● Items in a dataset
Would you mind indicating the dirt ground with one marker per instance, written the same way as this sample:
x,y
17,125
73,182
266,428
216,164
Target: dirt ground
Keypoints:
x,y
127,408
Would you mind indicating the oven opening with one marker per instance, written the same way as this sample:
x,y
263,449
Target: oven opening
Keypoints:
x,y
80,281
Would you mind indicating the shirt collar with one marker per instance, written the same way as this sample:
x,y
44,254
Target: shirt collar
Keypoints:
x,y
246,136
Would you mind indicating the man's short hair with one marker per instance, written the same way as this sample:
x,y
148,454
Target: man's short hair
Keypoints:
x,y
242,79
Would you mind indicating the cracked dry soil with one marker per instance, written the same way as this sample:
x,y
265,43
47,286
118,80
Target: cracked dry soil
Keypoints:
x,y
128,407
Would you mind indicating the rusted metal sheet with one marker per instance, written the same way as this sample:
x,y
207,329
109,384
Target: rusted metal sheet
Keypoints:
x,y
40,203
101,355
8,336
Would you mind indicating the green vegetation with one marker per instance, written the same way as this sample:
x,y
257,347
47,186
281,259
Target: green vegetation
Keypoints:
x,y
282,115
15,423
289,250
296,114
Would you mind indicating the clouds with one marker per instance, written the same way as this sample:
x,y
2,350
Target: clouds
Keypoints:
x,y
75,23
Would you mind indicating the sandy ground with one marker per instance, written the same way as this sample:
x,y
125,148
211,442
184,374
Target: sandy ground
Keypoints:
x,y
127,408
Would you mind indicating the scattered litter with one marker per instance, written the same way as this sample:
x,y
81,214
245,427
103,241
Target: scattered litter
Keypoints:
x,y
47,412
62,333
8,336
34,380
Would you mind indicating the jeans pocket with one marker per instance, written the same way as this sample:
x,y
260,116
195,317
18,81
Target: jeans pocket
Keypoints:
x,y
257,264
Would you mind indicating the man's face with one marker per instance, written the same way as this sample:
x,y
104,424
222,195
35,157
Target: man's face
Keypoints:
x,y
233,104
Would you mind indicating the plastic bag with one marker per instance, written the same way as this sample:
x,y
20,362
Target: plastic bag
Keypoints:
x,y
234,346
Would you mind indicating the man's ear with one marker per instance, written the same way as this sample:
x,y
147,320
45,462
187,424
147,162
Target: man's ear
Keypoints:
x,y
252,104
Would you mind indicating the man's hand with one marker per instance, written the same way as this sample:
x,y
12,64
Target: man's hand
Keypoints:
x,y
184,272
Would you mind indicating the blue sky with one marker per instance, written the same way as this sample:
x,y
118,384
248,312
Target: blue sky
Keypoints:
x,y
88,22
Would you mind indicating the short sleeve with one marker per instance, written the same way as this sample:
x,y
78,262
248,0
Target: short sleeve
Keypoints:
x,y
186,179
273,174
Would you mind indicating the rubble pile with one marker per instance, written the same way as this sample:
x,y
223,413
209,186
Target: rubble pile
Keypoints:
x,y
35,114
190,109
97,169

● EXERCISE
Can you reproduce the lines above word for word, every one of them?

● THE RESPONSE
Would you mind indicating the dirt ground with one marker per instance, written the same way as this sample:
x,y
17,125
73,182
266,428
216,164
Target: dirt ground
Keypoints:
x,y
127,408
Would you mind indicating the oven opening with one marker per instance, written the same way as this sample:
x,y
263,449
Target: oven opening
Keypoints:
x,y
80,281
Would you mind indicating the shirt collar with one marker per instance, written the same way as this sample:
x,y
44,254
Target: shirt collar
Keypoints:
x,y
246,136
Would you mind indicating the man's short hair with one marker per instance, written the same way as this sample:
x,y
148,454
Target: man's short hair
Keypoints:
x,y
242,79
Would you mind indicating the cracked dry soil with one marker per instance, written the same way as this sample:
x,y
265,43
47,286
118,80
Target: cracked dry soil
Keypoints:
x,y
128,407
Would you mind indicating the rusted metal sheet with one marker per instance, written the same way as this sample:
x,y
207,329
109,384
Target: rusted metal sheet
Keypoints:
x,y
40,203
101,355
8,336
Would you mind indicating the green vegetation with one marker per instance, written the same way as this sample:
x,y
257,347
47,186
281,259
Target: green vegetation
Keypoints:
x,y
282,115
15,423
289,250
296,114
Would you mind indicating the clouds with one marker per instance, written the same way as this sample:
x,y
2,350
Target: clouds
Keypoints:
x,y
75,23
Would you mind indicating the sandy ground with one marker per instance, written the same way as this sample:
x,y
125,148
211,442
184,374
Target: sandy ground
Keypoints:
x,y
127,408
Would you mind indicating the scattered litter with one marker per instance, written the same way as this sample:
x,y
81,214
245,427
103,241
Target: scattered litter
Keypoints:
x,y
47,412
62,333
8,336
34,380
Would you mind indicating the jeans pocket with one marker per instance, written the same way as this sample:
x,y
260,116
195,317
18,81
Target: jeans pocket
Keypoints:
x,y
257,264
Would you mind indicating the man's face with one marker per instance, written the same way as this sample:
x,y
104,424
222,195
35,157
Target: man's face
Keypoints:
x,y
233,104
Would you mind indicating the plastic bag with one marker per instance, written the same way as this sample:
x,y
20,362
Target: plastic bag
Keypoints:
x,y
234,346
Would you mind indicating the man's ear with one marker per instance, written the same way as this sample:
x,y
147,320
45,462
187,424
147,162
Target: man's ear
Keypoints:
x,y
252,104
Would you mind indicating the man's hand with one marker per instance, written the same way as this sample:
x,y
12,64
Target: man's hand
Keypoints:
x,y
184,272
Would you mind indicating the blue sky with one marker per instance, written the same way as this sample:
x,y
118,384
248,312
Target: blue sky
Keypoints:
x,y
88,22
Would you mind indicating the short sleeve with one marker per instance, written the same way as this sample:
x,y
78,262
248,0
Target: short sleeve
Keypoints:
x,y
186,179
273,174
Would you mind indicating the rubble pile with one marker per instance, written the same way as this sample:
x,y
223,413
209,186
Target: rubble pile
Keypoints:
x,y
35,114
190,109
97,169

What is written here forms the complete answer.